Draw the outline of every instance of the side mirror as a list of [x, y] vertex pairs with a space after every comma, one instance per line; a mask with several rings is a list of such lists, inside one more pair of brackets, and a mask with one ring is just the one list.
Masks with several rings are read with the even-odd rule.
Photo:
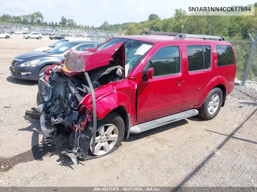
[[153, 79], [154, 77], [154, 72], [155, 68], [153, 67], [148, 69], [146, 73], [146, 78], [148, 79]]

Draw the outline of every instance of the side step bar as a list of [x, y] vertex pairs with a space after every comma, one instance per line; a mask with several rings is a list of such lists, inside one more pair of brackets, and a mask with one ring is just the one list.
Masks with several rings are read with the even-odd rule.
[[133, 126], [130, 128], [130, 133], [142, 133], [163, 125], [195, 116], [197, 114], [198, 111], [195, 109], [190, 109], [182, 111]]

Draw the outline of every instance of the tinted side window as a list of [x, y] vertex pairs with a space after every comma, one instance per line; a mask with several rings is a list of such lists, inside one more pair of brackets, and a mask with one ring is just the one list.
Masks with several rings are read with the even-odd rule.
[[218, 66], [234, 64], [235, 57], [232, 48], [230, 45], [217, 45], [218, 56]]
[[88, 48], [94, 48], [93, 44], [86, 44], [85, 45], [81, 45], [80, 46], [78, 46], [78, 47], [76, 48], [76, 50], [78, 51], [85, 51], [86, 49]]
[[187, 46], [186, 51], [189, 71], [202, 70], [210, 68], [211, 58], [210, 46]]
[[150, 68], [155, 68], [155, 77], [178, 73], [180, 71], [179, 48], [176, 46], [162, 48], [149, 62]]

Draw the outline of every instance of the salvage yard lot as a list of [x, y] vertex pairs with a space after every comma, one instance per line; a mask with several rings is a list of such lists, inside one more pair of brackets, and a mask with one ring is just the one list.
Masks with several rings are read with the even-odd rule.
[[9, 71], [15, 56], [53, 42], [0, 39], [0, 186], [257, 186], [257, 94], [240, 86], [212, 120], [130, 134], [111, 154], [73, 165], [61, 153], [66, 138], [47, 146], [39, 120], [24, 116], [36, 106], [36, 82]]

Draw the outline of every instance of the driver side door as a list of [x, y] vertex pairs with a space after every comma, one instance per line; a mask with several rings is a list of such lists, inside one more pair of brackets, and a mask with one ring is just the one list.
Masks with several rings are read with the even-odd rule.
[[[173, 43], [160, 45], [153, 50], [138, 76], [137, 122], [156, 119], [180, 110], [183, 104], [186, 74], [182, 56], [183, 47]], [[153, 77], [145, 78], [154, 68]]]

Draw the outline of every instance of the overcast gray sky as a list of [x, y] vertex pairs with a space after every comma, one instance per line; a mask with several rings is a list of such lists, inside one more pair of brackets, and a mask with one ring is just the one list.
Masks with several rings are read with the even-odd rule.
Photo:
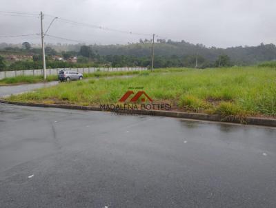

──────────

Problem to solve:
Arrange every line of the items above as a numbered list, skipping blank lines and leaving out the pictures.

Response:
1. Draw the outline of every instance of the side mirror as a list of [x, y] vertex pairs with a space after every comma, one instance per line; a mask with several rings is a list of such lists, inside one more pair of brackets, and a mask with one ring is just the one list.
2. Masks with several rings are read with the even-odd rule.
3. Photo:
4. [[153, 79], [154, 77], [154, 72], [155, 68], [153, 67], [148, 69], [146, 73], [146, 78], [148, 79]]
5. Draw the outline of every instance of the side step bar as a list of [x, y] vertex pairs with a space after every comma, one instance per line; a mask with several rings is a list of such lists, inside one more pair of brackets, and a mask with one ring is just the one list.
6. Masks with several rings are read with the even-odd rule.
7. [[133, 126], [130, 128], [130, 133], [142, 133], [163, 125], [195, 116], [197, 114], [198, 111], [195, 109], [190, 109], [182, 111]]
8. Draw the outline of every instance of the tinted side window as a list of [x, y] vertex pairs with a space after every comma, one instance per line; a mask with several rings is a list of such lists, inside one more pair of brackets, and a mask with one ring is just the one list.
9. Masks with several rings are read with the even-odd rule.
10. [[218, 66], [234, 64], [235, 57], [232, 48], [230, 45], [217, 45], [218, 56]]
11. [[88, 48], [94, 48], [93, 44], [86, 44], [85, 45], [81, 45], [80, 46], [78, 46], [78, 47], [76, 48], [76, 50], [78, 51], [85, 51], [86, 49]]
12. [[187, 46], [186, 51], [189, 71], [202, 70], [210, 68], [211, 58], [210, 46]]
13. [[150, 68], [155, 68], [155, 77], [178, 73], [180, 71], [179, 48], [176, 46], [162, 48], [149, 62]]
14. Draw the outline of every instance of the salvage yard lot as a list of [x, y] vertex pairs with a space after every comma, one instance per line; a mask with several rings is a list of such lists, inside one more pair of brackets, and a mask with one ring is just the one list.
15. Masks with several rings are read with the even-odd rule.
16. [[9, 71], [15, 56], [53, 42], [0, 39], [0, 186], [257, 186], [257, 94], [240, 86], [212, 120], [130, 134], [111, 154], [73, 165], [61, 153], [66, 138], [47, 146], [39, 120], [24, 116], [36, 106], [36, 82]]
17. Draw the outline of every instance of the driver side door as a list of [x, y] vertex pairs with a space after every comma, one instance per line; a mask with several rings is a list of such lists, inside one more pair of brackets, and a mask with one ring is just the one list.
18. Masks with several rings are read with the even-odd rule.
19. [[[173, 43], [160, 45], [153, 50], [138, 76], [137, 122], [156, 119], [180, 110], [183, 104], [186, 74], [182, 56], [183, 47]], [[153, 77], [145, 78], [154, 68]]]
20. Draw the outline of every instance of the overcast gray sky as a list of [x, y] vertex pairs with a space after every comma, one instance per line; a mask with several rings is a list of such lists, inside one more pair of brackets, and a mask with one ring is just the one list.
21. Masks with several rings are read with the even-odd rule.
22. Photo:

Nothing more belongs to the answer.